> [Stated goal]
Recast the lines as a Markdown table with the columns Row and Text, one numbered row per line and no blank lines. Begin at the first line of the records, stop after the line that contains "134 69 L 136", and leave the pictures out of the answer.

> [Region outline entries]
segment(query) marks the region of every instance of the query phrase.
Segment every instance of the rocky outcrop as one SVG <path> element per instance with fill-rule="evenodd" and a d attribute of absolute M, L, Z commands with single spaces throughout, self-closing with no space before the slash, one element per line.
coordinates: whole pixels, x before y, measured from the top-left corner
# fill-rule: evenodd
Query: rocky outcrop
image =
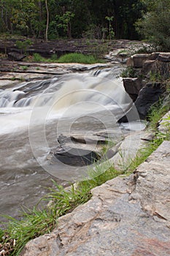
<path fill-rule="evenodd" d="M 92 190 L 93 197 L 58 219 L 50 234 L 28 242 L 22 256 L 169 256 L 170 142 L 129 177 Z"/>
<path fill-rule="evenodd" d="M 125 91 L 134 102 L 138 97 L 138 94 L 143 87 L 142 79 L 138 78 L 127 78 L 123 79 L 123 85 Z"/>
<path fill-rule="evenodd" d="M 134 69 L 136 78 L 123 78 L 123 86 L 142 119 L 147 117 L 150 106 L 163 97 L 164 81 L 170 78 L 169 60 L 170 53 L 153 53 L 135 54 L 127 61 L 127 66 Z M 128 116 L 132 118 L 132 112 L 133 109 L 130 110 L 119 122 L 131 121 Z"/>

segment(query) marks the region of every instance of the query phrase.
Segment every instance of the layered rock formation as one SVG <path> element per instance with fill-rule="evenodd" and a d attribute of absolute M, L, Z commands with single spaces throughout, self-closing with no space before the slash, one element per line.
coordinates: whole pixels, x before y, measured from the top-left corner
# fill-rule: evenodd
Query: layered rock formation
<path fill-rule="evenodd" d="M 22 256 L 169 256 L 170 142 L 129 177 L 92 190 L 93 197 L 27 244 Z"/>
<path fill-rule="evenodd" d="M 125 91 L 134 102 L 141 119 L 144 119 L 152 105 L 166 91 L 165 80 L 170 78 L 170 53 L 135 54 L 127 61 L 136 78 L 123 79 Z M 129 121 L 133 109 L 119 121 Z M 130 118 L 130 119 L 129 119 Z"/>

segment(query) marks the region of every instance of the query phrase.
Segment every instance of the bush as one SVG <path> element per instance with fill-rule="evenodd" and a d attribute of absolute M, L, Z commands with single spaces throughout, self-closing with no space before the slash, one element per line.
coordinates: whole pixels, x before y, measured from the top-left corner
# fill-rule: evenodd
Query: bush
<path fill-rule="evenodd" d="M 84 63 L 93 64 L 96 63 L 98 60 L 92 55 L 84 55 L 82 53 L 68 53 L 61 56 L 58 62 L 59 63 Z"/>
<path fill-rule="evenodd" d="M 170 50 L 170 1 L 157 0 L 153 4 L 145 0 L 148 12 L 136 23 L 139 34 L 159 50 Z"/>

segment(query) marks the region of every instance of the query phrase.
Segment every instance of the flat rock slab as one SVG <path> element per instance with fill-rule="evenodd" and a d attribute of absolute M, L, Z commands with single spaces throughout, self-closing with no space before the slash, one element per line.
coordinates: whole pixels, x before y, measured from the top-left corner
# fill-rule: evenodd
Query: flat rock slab
<path fill-rule="evenodd" d="M 23 256 L 169 256 L 170 142 L 128 177 L 92 189 L 93 197 L 61 217 Z"/>

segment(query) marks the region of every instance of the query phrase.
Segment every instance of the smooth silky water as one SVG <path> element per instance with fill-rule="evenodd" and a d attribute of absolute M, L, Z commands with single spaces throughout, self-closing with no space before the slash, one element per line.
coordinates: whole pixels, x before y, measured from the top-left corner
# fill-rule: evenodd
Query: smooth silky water
<path fill-rule="evenodd" d="M 48 160 L 61 134 L 109 131 L 131 106 L 119 67 L 0 87 L 0 214 L 19 217 L 52 186 L 85 176 L 87 167 Z M 88 167 L 89 168 L 89 167 Z"/>

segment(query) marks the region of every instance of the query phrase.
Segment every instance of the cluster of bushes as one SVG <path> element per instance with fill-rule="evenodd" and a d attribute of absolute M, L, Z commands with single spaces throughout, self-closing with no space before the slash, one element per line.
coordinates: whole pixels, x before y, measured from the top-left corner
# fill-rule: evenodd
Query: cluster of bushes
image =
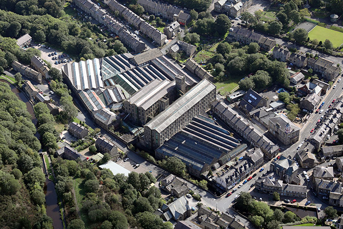
<path fill-rule="evenodd" d="M 0 218 L 8 228 L 52 228 L 45 210 L 45 176 L 36 128 L 26 104 L 0 82 Z"/>

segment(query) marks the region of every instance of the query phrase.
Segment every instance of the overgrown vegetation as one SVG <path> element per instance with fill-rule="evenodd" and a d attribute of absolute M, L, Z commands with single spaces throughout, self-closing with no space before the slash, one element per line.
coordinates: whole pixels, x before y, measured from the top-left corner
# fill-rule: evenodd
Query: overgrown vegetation
<path fill-rule="evenodd" d="M 1 227 L 52 229 L 46 214 L 41 144 L 26 105 L 0 82 Z"/>

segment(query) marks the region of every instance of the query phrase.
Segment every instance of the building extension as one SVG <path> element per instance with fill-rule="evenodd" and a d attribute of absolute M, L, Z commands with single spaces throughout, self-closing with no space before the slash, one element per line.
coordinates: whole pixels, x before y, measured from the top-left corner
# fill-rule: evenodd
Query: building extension
<path fill-rule="evenodd" d="M 199 82 L 144 126 L 144 145 L 155 150 L 189 124 L 216 99 L 216 86 L 206 79 Z"/>
<path fill-rule="evenodd" d="M 190 174 L 198 178 L 223 158 L 225 163 L 230 160 L 236 155 L 228 157 L 228 154 L 240 144 L 211 121 L 201 115 L 193 118 L 156 150 L 156 158 L 176 157 L 185 163 Z"/>

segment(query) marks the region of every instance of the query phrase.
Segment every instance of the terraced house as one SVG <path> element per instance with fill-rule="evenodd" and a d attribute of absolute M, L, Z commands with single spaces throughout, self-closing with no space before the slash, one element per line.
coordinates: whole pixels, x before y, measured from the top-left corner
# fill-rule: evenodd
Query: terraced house
<path fill-rule="evenodd" d="M 169 4 L 151 0 L 137 0 L 137 4 L 142 6 L 149 14 L 171 22 L 176 21 L 183 25 L 187 25 L 191 21 L 191 15 L 188 12 Z"/>
<path fill-rule="evenodd" d="M 275 40 L 272 40 L 254 32 L 236 26 L 232 26 L 230 28 L 227 39 L 246 45 L 255 42 L 258 44 L 262 49 L 267 51 L 271 50 L 276 44 Z"/>

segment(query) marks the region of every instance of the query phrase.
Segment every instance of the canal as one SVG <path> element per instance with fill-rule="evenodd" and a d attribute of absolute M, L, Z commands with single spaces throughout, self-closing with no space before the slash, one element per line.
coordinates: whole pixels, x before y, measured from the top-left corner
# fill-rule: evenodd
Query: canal
<path fill-rule="evenodd" d="M 27 108 L 27 111 L 32 116 L 32 123 L 33 123 L 35 125 L 37 125 L 37 121 L 34 114 L 34 111 L 33 111 L 33 107 L 25 95 L 8 81 L 3 79 L 0 79 L 0 81 L 7 83 L 9 86 L 11 87 L 11 90 L 18 96 L 20 100 L 25 102 L 26 108 Z M 36 133 L 35 136 L 38 138 L 38 139 L 39 138 L 39 134 L 38 132 Z M 49 163 L 49 162 L 47 162 Z M 42 163 L 43 163 L 43 158 Z M 44 173 L 47 174 L 45 166 L 44 165 L 43 165 L 43 168 Z M 44 187 L 43 189 L 44 190 L 44 194 L 45 194 L 47 215 L 52 219 L 52 226 L 54 229 L 63 229 L 63 224 L 61 219 L 59 206 L 58 206 L 57 202 L 57 195 L 55 190 L 55 184 L 52 181 L 49 180 L 47 177 L 46 177 L 46 181 L 44 183 Z"/>

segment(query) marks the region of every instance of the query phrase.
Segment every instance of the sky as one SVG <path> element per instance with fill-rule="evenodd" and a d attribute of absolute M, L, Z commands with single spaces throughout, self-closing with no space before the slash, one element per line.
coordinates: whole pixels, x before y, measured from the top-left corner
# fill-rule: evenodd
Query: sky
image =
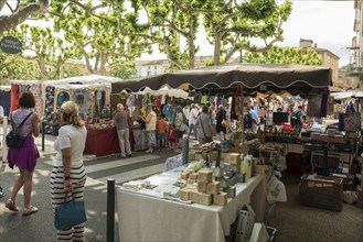
<path fill-rule="evenodd" d="M 320 48 L 327 48 L 340 57 L 339 66 L 350 64 L 352 38 L 355 35 L 353 23 L 355 19 L 354 0 L 292 0 L 292 13 L 282 24 L 284 42 L 280 46 L 299 46 L 300 38 L 312 40 Z M 213 54 L 204 33 L 199 33 L 199 55 Z M 154 53 L 143 55 L 143 59 L 162 58 Z"/>

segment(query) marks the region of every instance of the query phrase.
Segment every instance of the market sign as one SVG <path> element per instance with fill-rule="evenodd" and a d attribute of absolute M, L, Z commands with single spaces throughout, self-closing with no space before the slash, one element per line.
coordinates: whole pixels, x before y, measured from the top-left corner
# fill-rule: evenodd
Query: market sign
<path fill-rule="evenodd" d="M 0 41 L 0 48 L 8 54 L 17 54 L 21 52 L 21 42 L 12 36 L 6 36 Z"/>

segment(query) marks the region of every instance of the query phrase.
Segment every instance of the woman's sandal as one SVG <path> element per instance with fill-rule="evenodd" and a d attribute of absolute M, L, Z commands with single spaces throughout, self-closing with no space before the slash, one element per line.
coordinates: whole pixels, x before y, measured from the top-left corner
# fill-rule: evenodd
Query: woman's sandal
<path fill-rule="evenodd" d="M 10 211 L 19 211 L 19 209 L 15 206 L 15 202 L 9 198 L 6 202 L 6 207 L 10 210 Z"/>
<path fill-rule="evenodd" d="M 24 208 L 23 216 L 30 216 L 33 215 L 34 212 L 38 212 L 38 208 L 34 206 L 29 206 L 29 208 Z"/>

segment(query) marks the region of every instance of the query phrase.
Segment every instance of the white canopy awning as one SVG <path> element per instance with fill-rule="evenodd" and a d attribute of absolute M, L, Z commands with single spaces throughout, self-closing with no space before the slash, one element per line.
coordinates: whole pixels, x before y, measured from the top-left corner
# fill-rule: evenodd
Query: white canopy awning
<path fill-rule="evenodd" d="M 47 80 L 44 84 L 46 86 L 57 86 L 57 85 L 94 85 L 94 84 L 104 84 L 110 86 L 113 82 L 122 81 L 120 78 L 100 76 L 96 74 L 70 77 L 58 80 Z"/>
<path fill-rule="evenodd" d="M 363 90 L 339 91 L 332 92 L 330 96 L 333 96 L 337 100 L 343 100 L 348 98 L 363 98 Z"/>
<path fill-rule="evenodd" d="M 152 96 L 169 96 L 169 97 L 175 97 L 175 98 L 183 98 L 183 99 L 193 99 L 192 97 L 189 97 L 189 92 L 182 90 L 182 89 L 173 89 L 169 87 L 162 87 L 159 90 L 152 90 L 149 87 L 146 87 L 142 91 L 136 92 L 138 95 L 152 95 Z"/>

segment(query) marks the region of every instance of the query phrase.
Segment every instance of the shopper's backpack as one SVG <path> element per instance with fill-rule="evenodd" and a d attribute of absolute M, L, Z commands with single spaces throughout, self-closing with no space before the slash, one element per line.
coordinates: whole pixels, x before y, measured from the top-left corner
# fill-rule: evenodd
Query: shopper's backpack
<path fill-rule="evenodd" d="M 32 113 L 33 112 L 30 112 L 15 130 L 14 130 L 14 122 L 12 121 L 12 118 L 11 118 L 11 128 L 12 128 L 12 130 L 7 134 L 7 146 L 8 147 L 20 148 L 20 147 L 23 146 L 24 140 L 32 132 L 29 132 L 29 134 L 25 138 L 23 138 L 23 136 L 20 135 L 20 129 L 22 128 L 22 125 L 24 124 L 24 122 L 29 119 L 29 117 Z"/>

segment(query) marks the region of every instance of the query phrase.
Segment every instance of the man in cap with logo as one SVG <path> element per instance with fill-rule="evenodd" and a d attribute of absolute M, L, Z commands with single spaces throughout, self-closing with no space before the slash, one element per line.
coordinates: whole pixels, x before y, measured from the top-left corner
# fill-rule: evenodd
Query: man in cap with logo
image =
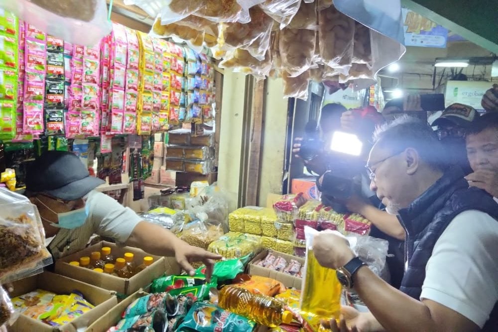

> [Solution to this exercise]
| Row | Text |
|---|---|
| 1 | segment(query) marks the region of every instance of the query phrase. |
| 2 | Segment every instance of the rocky outcrop as one SVG <path> element per instance with fill-rule="evenodd" and a d attribute of absolute M, L, Z commands with single spaces throughout, self-closing with no space before the slash, one element per line. |
| 3 | coordinates: whole pixels, x before y, measured from the top-left corner |
| 4 | # fill-rule: evenodd |
| 5 | Query: rocky outcrop |
| 6 | image = |
| 7 | <path fill-rule="evenodd" d="M 92 190 L 93 197 L 58 219 L 50 234 L 28 242 L 22 256 L 169 256 L 170 142 L 129 177 Z"/> |
| 8 | <path fill-rule="evenodd" d="M 125 91 L 134 102 L 138 97 L 138 94 L 143 87 L 142 79 L 138 78 L 127 78 L 123 79 L 123 85 Z"/> |
| 9 | <path fill-rule="evenodd" d="M 134 69 L 136 78 L 123 78 L 123 86 L 142 119 L 147 117 L 150 106 L 163 97 L 164 81 L 170 78 L 169 60 L 170 53 L 153 53 L 135 54 L 127 61 L 127 66 Z M 128 116 L 132 118 L 132 112 L 133 109 L 130 110 L 119 122 L 131 121 Z"/> |